**Task instructions**
Reproduce the listing below with each occurrence of "Reviewer note" swapped for "Annotator note" and all other text unchanged, omitting the pictures.

**Dataset content**

--- start ---

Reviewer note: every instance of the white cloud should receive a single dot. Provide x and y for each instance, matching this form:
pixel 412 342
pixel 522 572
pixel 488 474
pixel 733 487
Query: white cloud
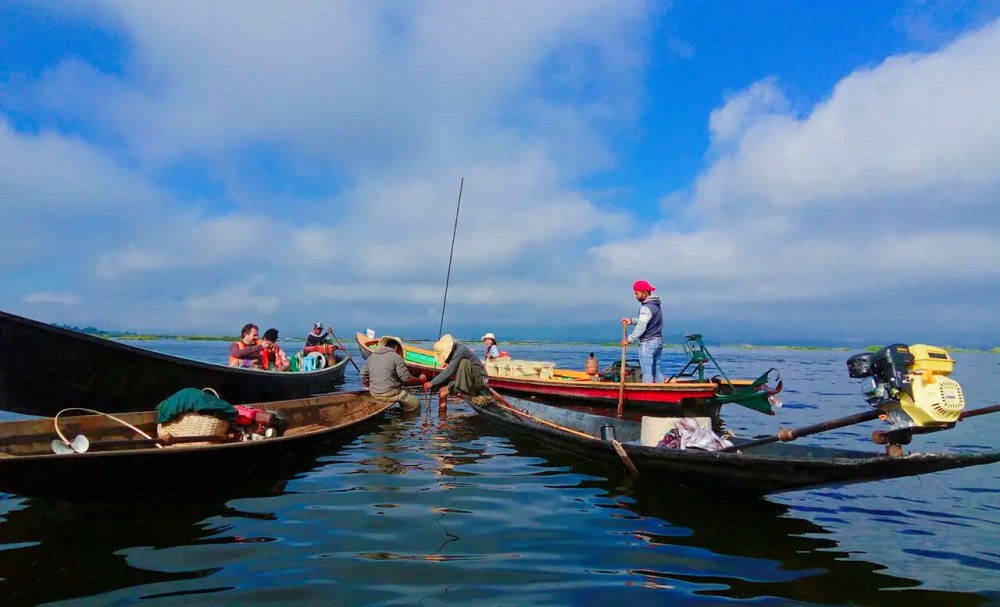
pixel 730 122
pixel 49 297
pixel 882 196
pixel 396 103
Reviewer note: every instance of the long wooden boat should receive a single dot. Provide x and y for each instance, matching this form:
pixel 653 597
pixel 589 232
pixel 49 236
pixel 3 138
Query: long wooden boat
pixel 577 388
pixel 119 461
pixel 46 369
pixel 772 468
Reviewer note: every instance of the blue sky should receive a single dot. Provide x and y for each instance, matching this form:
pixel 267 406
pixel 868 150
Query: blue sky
pixel 781 170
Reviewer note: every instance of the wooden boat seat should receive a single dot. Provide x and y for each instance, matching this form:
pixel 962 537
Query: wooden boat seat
pixel 653 428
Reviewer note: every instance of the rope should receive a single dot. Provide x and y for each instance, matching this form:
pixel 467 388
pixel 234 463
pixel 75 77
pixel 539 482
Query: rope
pixel 55 422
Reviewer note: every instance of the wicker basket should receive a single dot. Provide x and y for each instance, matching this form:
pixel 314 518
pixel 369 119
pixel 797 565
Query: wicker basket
pixel 193 424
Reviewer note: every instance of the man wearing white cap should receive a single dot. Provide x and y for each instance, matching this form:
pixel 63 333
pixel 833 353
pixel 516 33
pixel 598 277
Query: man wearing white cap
pixel 462 372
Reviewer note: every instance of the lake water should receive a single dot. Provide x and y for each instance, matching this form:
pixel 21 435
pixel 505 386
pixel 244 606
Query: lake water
pixel 412 509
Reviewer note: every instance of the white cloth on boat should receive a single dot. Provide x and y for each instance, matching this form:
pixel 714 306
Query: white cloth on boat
pixel 687 434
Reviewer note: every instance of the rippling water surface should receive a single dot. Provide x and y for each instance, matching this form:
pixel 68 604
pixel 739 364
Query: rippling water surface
pixel 413 509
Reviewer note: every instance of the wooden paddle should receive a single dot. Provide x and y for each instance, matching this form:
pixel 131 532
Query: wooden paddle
pixel 341 344
pixel 786 435
pixel 621 374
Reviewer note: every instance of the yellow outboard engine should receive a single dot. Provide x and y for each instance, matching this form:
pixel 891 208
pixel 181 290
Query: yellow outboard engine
pixel 910 384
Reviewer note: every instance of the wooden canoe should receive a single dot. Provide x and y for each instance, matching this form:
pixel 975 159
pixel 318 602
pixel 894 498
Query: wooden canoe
pixel 576 388
pixel 772 468
pixel 47 369
pixel 29 467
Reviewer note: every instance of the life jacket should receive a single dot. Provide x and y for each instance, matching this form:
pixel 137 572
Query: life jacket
pixel 238 362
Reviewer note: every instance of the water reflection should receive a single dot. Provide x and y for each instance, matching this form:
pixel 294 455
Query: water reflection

--- end ---

**Task output**
Annotator note: every instance of the white cloud should receive a single dot. Provide x and y for each instance, matching this form:
pixel 412 342
pixel 522 572
pixel 488 474
pixel 733 487
Query: white cloud
pixel 730 122
pixel 49 297
pixel 882 196
pixel 396 103
Annotator note: every instance of the long wooden boat should receive a single dot. Provide x and y for each instance, matching this form:
pixel 653 597
pixel 589 232
pixel 49 236
pixel 3 138
Query: long wooden boat
pixel 577 388
pixel 119 461
pixel 46 369
pixel 772 468
Annotator note: every instance of the blue sky should receive a single dot. Provide x and y for each instance, matching this form:
pixel 267 406
pixel 868 150
Query: blue sky
pixel 781 170
Annotator note: every instance of the wooden boat seat should receive a single dot. Provide x and y for each instance, matching this form:
pixel 962 537
Query: wooden boat seat
pixel 653 428
Annotator note: every instance of the rope should receive a single dot. Provide x and y for each instance, matching this form:
pixel 467 388
pixel 234 463
pixel 75 77
pixel 539 482
Query: rope
pixel 55 422
Annotator note: every instance of the wicker basket should receive a single dot. Provide x and y for each instance, matching this form:
pixel 314 518
pixel 369 119
pixel 797 565
Query: wicker basket
pixel 193 424
Annotator note: every instance of the man wearing white cap should receive a single dot. Provide x and y for each instance, matching this form:
pixel 63 333
pixel 833 353
pixel 516 33
pixel 598 277
Query: man wearing white cap
pixel 462 372
Annotator note: every instance of the lake water should receive a single dot. Provide x and y for each instance, matching this form:
pixel 21 435
pixel 505 386
pixel 244 606
Query: lake water
pixel 412 509
Annotator note: every instance of the white cloth on boat should receive a single dot. Provide x and y for each instance, matching this form:
pixel 714 306
Query: white cloth on boat
pixel 687 434
Annotator note: every instance of the rippling water surface should receive a single dot. Provide x and y for each instance, matching this form:
pixel 68 604
pixel 739 364
Query: rippling water surface
pixel 413 509
Annotator note: every instance of the wooden paddle should receive a single dot. Provide x and y for each instance, matching this form:
pixel 131 532
Query: wooden paddle
pixel 341 344
pixel 786 435
pixel 621 374
Annotator note: every instance of the yellow outboard engine should receive a single dot. Provide x and y for each instance, matching this form:
pixel 891 208
pixel 181 290
Query: yellow outboard engine
pixel 910 384
Annotator note: every instance of the wooden canoe should receive a single dot. Provide x and y for each instance, matching this form:
pixel 975 159
pixel 318 602
pixel 894 498
Query: wooden canoe
pixel 576 388
pixel 772 468
pixel 47 369
pixel 29 467
Annotator note: every instance of the life jacket should receive a single dot. Provide x and y for each instance, matching this form:
pixel 137 572
Query: life jacket
pixel 238 362
Annotator note: every instance of the water reflection should receive a single dot. Provide x and y for each instance, matching this form:
pixel 294 455
Query: water reflection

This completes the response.